The Unevictable LRU facility adds an additional LRU list to track unevictable
pages and to hide these pages from vmscan.  This mechanism is based on a patch
by Larry Woodman of Red Hat to address several scalability problems with page
reclaim in Linux.  The problems have been observed at customer sites on large
memory x86_64 systems.

To illustrate this with an example, a non-NUMA x86_64 platform with 128GB of
main memory will have over 32 million 4k pages in a single node.  When a large
fraction of these pages are not evictable for any reason [see below], vmscan
will spend a lot of time scanning the LRU lists looking for the small fraction
of pages that are evictable.  This can result in a situation where all CPUs are
spending 100% of their time in vmscan for hours or days on end, with the system
completely unresponsive.

The unevictable list addresses the following classes of unevictable pages:

 * Those owned by ramfs.

 * Those mapped into SHM_LOCK'd shared memory regions.

 * Those mapped into VM_LOCKED [mlock()ed] VMAs.

The infrastructure may also be able to handle other conditions that make pages
unevictable, either by definition or by circumstance, in the future.


The Unevictable LRU Page List
-----------------------------

The Unevictable LRU page list is a lie.  It was never an LRU-ordered list, but a
companion to the LRU-ordered anonymous and file, active and inactive page lists;
and now it is not even a page list.  But following familiar convention, here in
this document and in the source, we often imagine it as a fifth LRU page list.

The Unevictable LRU infrastructure consists of an additional, per-node, LRU list
called the "unevictable" list and an associated page flag, PG_unevictable, to
indicate that the page is being managed on the unevictable list.

The PG_unevictable flag is analogous to, and mutually exclusive with, the
PG_active flag in that it indicates on which LRU list a page resides when
PG_lru is set.

The Unevictable LRU infrastructure maintains unevictable pages as if they were
on an additional LRU list for a few reasons:

 (1) We get to "treat unevictable pages just like we treat other pages in the
     system - which means we get to use the same code to manipulate them, the
     same code to isolate them (for migrate, etc.), the same code to keep track
     of the statistics, etc..." [Rik van Riel]

 (2) We want to be able to migrate unevictable pages between nodes for memory
     defragmentation, workload management and memory hotplug.  The Linux kernel
     can only migrate pages that it can successfully isolate from the LRU
     lists (or "Movable" pages: outside of consideration here).  If we were to
     maintain pages elsewhere than on an LRU-like list, where they can be
     detected by isolate_lru_page(), we would prevent their migration.

The unevictable list does not differentiate between file-backed and anonymous,
swap-backed pages.  This differentiation is only important while the pages are,
in fact, evictable.

The unevictable list benefits from the "arrayification" of the per-node LRU
lists and statistics originally proposed and posted by Christoph Lameter.


Memory Control Group Interaction
--------------------------------

The unevictable LRU facility interacts with the memory control group [aka
memory controller; see Documentation/admin-guide/cgroup-v1/memory.rst] by
extending the lru_list enum.
────
BRIEF 1 => In the unevictable LRU document, condense the paragraph beginning "To illustrate this with an example" into two sentences, keeping its main facts.
BRIEF 2 => According to the unevictable LRU document, which page flag indicates that a page is being managed on the unevictable list?
These rows are drawn from a separate source.

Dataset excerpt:
────
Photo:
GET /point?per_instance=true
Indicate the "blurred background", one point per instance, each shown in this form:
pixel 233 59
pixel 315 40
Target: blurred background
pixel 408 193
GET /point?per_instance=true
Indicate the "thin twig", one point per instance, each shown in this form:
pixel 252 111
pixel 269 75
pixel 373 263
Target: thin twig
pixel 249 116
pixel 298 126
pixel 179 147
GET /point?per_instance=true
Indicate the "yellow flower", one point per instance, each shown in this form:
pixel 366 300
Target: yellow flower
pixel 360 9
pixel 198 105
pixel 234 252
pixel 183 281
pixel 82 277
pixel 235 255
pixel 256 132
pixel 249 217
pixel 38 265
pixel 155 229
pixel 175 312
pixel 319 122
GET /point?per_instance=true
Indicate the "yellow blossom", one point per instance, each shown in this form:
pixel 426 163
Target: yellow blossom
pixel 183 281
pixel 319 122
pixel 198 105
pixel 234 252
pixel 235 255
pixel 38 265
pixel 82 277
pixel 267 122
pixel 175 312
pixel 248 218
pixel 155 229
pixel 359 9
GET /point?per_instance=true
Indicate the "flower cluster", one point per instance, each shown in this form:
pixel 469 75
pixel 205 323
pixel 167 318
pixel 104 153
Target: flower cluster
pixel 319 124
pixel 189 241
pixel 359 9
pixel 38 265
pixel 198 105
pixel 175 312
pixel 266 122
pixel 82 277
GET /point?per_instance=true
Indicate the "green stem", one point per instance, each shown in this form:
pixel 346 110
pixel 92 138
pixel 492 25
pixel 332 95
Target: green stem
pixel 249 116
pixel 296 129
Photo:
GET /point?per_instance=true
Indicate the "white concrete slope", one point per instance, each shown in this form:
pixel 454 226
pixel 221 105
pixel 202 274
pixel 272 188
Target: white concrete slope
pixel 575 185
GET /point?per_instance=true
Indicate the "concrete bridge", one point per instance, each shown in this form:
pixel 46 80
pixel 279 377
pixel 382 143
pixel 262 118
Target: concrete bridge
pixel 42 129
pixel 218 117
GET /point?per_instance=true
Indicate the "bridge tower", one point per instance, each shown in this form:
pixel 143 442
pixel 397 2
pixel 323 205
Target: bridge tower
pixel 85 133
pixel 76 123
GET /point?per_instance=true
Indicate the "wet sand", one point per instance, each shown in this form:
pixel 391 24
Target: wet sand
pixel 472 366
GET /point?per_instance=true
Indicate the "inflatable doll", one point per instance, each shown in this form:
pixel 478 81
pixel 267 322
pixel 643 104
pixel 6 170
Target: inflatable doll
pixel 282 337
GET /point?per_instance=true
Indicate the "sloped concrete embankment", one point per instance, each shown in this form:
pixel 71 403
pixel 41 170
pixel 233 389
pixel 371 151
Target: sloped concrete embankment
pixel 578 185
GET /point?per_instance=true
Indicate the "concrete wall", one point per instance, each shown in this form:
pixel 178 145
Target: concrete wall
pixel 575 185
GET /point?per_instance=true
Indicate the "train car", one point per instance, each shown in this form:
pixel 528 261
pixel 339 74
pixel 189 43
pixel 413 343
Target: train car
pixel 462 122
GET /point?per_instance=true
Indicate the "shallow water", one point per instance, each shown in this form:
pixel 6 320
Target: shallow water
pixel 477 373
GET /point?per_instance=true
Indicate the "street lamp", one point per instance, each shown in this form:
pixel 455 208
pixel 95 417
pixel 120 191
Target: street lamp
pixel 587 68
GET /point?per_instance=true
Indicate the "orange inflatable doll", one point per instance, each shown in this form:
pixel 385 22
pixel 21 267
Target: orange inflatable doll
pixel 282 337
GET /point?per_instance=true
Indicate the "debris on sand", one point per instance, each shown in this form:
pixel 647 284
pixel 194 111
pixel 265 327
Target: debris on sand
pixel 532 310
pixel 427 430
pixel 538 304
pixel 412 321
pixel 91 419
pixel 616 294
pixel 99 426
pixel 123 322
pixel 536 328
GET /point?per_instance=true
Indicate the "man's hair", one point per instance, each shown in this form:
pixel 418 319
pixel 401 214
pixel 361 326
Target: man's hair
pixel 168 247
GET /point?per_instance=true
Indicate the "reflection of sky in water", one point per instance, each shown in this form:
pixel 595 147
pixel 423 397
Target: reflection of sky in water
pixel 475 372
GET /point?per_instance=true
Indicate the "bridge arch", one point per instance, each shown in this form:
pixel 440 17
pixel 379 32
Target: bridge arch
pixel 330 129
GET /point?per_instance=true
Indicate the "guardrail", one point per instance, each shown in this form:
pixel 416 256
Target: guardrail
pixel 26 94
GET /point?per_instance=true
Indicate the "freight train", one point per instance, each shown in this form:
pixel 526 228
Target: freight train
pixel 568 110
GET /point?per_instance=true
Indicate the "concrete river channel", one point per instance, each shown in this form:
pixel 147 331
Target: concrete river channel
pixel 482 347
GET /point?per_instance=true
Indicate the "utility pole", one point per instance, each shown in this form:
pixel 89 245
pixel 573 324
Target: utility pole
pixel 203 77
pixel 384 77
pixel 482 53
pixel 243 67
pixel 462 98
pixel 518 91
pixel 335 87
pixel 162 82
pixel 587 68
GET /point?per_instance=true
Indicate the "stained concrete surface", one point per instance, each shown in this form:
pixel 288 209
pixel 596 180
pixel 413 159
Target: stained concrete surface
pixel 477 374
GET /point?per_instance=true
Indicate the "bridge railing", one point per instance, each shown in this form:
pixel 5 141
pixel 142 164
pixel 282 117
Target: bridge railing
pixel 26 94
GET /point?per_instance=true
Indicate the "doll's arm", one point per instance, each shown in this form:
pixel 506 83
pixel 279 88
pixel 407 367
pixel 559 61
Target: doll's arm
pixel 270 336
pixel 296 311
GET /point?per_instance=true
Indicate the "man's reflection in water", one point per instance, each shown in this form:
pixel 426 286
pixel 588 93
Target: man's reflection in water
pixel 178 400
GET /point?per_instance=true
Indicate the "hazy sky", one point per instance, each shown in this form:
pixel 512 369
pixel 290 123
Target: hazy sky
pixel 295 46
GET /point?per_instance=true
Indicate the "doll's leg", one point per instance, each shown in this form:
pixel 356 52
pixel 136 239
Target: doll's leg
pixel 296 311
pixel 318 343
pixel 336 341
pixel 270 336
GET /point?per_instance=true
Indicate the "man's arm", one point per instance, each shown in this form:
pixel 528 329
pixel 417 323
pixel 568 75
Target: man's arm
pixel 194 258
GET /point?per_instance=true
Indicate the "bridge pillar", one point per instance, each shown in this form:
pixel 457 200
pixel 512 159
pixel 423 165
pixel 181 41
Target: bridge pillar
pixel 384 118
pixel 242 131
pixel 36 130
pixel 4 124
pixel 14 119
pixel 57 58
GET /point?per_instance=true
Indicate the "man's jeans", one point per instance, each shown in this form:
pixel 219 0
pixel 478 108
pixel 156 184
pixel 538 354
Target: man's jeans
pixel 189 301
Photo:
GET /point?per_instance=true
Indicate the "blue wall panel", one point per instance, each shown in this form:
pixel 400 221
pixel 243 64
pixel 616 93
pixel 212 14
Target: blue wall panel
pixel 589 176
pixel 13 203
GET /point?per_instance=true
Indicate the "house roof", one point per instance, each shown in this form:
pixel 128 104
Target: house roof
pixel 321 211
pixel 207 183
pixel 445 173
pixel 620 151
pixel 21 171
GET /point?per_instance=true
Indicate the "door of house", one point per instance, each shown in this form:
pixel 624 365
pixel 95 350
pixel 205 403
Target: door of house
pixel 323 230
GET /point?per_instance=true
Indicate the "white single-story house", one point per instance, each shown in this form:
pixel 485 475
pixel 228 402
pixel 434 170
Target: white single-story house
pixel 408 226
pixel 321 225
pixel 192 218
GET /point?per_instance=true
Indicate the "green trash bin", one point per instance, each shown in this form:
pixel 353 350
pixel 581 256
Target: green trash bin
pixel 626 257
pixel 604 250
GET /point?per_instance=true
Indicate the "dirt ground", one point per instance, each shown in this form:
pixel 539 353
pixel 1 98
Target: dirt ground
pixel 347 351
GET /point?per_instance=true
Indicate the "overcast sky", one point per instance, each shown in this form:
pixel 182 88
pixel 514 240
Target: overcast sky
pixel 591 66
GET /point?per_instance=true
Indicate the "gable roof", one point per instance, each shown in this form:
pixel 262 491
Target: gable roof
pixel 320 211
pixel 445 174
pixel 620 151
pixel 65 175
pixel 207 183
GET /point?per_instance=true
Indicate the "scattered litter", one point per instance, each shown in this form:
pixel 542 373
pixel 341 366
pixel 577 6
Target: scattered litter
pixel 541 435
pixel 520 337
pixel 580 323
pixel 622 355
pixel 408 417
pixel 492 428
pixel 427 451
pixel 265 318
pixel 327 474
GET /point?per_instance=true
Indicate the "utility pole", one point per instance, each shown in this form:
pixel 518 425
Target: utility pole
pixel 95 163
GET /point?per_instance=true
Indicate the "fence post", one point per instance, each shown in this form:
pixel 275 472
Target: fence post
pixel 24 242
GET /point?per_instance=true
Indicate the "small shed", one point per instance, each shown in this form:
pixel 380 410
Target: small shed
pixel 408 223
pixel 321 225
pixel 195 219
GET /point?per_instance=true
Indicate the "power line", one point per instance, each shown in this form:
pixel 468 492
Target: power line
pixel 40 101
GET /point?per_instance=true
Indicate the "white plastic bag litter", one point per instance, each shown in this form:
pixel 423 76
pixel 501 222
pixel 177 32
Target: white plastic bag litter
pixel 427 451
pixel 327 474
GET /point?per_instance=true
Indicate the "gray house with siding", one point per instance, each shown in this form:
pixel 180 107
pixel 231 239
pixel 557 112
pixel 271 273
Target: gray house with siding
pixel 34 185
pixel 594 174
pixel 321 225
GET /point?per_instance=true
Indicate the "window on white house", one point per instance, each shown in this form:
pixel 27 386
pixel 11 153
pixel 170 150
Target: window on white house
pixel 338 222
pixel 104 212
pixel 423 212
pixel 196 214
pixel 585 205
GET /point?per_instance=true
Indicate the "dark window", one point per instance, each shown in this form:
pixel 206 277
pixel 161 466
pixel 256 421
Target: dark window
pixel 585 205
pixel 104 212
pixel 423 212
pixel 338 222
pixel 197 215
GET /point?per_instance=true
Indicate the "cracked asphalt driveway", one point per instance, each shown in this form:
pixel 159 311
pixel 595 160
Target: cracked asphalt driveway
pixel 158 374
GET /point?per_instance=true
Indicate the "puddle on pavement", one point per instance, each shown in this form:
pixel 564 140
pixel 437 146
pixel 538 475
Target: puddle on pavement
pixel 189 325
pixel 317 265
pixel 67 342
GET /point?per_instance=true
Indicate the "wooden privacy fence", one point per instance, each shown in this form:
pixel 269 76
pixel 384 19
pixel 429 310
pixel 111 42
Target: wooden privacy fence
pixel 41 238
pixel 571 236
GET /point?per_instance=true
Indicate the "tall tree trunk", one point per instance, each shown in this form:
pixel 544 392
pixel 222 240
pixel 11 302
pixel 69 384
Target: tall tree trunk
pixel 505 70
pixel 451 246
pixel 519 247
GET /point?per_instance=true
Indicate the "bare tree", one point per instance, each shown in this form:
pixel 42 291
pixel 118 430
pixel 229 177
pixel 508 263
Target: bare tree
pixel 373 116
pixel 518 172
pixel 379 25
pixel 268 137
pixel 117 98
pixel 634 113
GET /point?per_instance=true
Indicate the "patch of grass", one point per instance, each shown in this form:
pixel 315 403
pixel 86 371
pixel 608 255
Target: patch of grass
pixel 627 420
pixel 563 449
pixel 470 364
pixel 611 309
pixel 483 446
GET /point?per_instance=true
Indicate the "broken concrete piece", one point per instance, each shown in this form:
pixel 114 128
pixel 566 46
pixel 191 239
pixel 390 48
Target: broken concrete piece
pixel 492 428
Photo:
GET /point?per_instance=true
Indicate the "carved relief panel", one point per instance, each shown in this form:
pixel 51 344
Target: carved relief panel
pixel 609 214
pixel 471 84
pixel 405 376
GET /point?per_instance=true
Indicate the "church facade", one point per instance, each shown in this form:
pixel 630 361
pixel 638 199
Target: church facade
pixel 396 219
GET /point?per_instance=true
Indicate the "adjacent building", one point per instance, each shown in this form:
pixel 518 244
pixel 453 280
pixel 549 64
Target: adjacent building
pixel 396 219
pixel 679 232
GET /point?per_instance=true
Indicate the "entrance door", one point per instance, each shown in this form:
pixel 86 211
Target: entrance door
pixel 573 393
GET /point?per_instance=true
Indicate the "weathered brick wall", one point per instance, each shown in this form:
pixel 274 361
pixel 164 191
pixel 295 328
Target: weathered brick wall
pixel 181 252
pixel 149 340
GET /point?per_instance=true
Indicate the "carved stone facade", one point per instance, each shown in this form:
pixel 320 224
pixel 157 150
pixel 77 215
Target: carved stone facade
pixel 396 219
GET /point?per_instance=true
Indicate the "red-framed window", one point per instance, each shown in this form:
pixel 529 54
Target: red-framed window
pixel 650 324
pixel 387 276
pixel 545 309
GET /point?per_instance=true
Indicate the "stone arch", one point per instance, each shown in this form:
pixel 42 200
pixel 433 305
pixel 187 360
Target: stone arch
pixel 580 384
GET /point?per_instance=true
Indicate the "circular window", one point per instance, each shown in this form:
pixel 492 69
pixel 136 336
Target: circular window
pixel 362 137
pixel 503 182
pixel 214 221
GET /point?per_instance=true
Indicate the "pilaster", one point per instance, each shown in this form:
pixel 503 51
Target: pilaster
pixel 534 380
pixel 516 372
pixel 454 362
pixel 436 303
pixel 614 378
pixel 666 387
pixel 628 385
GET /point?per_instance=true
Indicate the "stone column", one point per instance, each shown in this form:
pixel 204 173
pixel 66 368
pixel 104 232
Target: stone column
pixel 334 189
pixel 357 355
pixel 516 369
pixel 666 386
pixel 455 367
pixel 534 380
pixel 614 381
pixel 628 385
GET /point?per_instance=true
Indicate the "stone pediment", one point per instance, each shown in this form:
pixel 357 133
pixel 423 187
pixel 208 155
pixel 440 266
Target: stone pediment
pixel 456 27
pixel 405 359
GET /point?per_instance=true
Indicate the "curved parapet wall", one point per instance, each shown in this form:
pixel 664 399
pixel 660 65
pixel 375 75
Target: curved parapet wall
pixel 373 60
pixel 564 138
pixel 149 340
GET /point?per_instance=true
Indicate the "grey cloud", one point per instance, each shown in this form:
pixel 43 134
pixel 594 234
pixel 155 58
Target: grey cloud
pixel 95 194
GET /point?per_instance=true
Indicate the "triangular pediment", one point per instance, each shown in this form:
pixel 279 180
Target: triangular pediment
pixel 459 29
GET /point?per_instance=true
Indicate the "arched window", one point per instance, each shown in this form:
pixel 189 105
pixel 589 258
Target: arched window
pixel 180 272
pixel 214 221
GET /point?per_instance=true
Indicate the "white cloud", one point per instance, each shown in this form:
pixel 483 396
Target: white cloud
────
EXERCISE ANSWER 1 => A non-NUMA x86_64 platform with 128GB of main memory holds over 32 million 4k pages in a single node. If a large fraction of them are not evictable, vmscan spends a lot of time scanning the LRU lists for the few evictable pages, which can leave all CPUs spending 100% of their time in vmscan for hours or days while the system is completely unresponsive.

EXERCISE ANSWER 2 => PG_unevictable